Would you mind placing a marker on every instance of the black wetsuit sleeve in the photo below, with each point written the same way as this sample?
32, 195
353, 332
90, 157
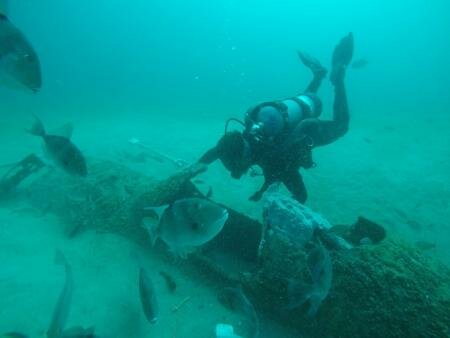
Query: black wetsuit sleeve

###

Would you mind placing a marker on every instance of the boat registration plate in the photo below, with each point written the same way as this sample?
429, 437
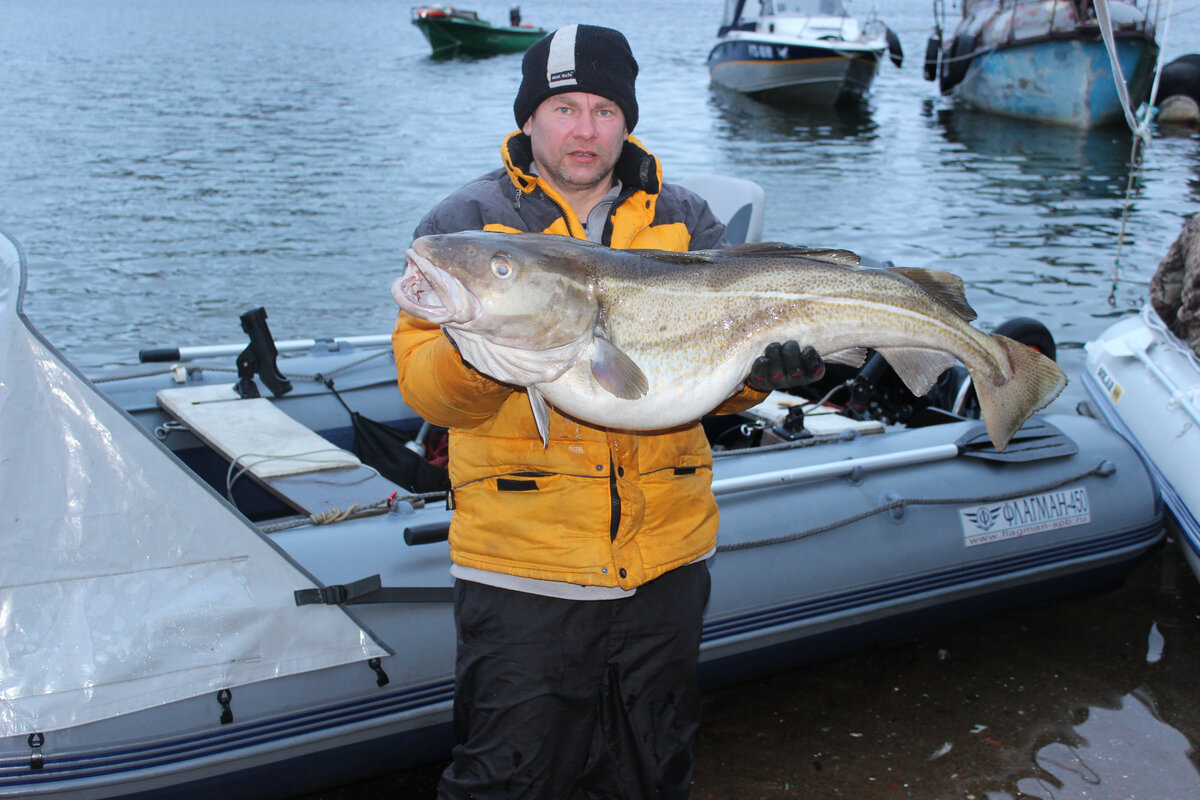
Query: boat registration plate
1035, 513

###

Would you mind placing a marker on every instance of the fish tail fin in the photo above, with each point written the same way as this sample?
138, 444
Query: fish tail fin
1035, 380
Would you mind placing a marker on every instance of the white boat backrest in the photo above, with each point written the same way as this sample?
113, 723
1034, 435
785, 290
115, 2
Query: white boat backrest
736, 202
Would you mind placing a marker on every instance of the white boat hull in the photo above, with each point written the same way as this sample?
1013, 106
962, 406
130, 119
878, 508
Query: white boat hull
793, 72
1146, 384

###

* WHAT THIS TASK INVOLVES: From the material above, reproduce only what runs from the line holding "of the black" down to the line holding "Query: black wetsuit sleeve", both included, pictures excluded.

* COMPLETED EXERCISE:
Would you mind placing a marker on every instance of the black wetsuit sleeve in the photo below, with each point written the same way as this sample?
32, 195
353, 332
90, 157
Query: black wetsuit sleeve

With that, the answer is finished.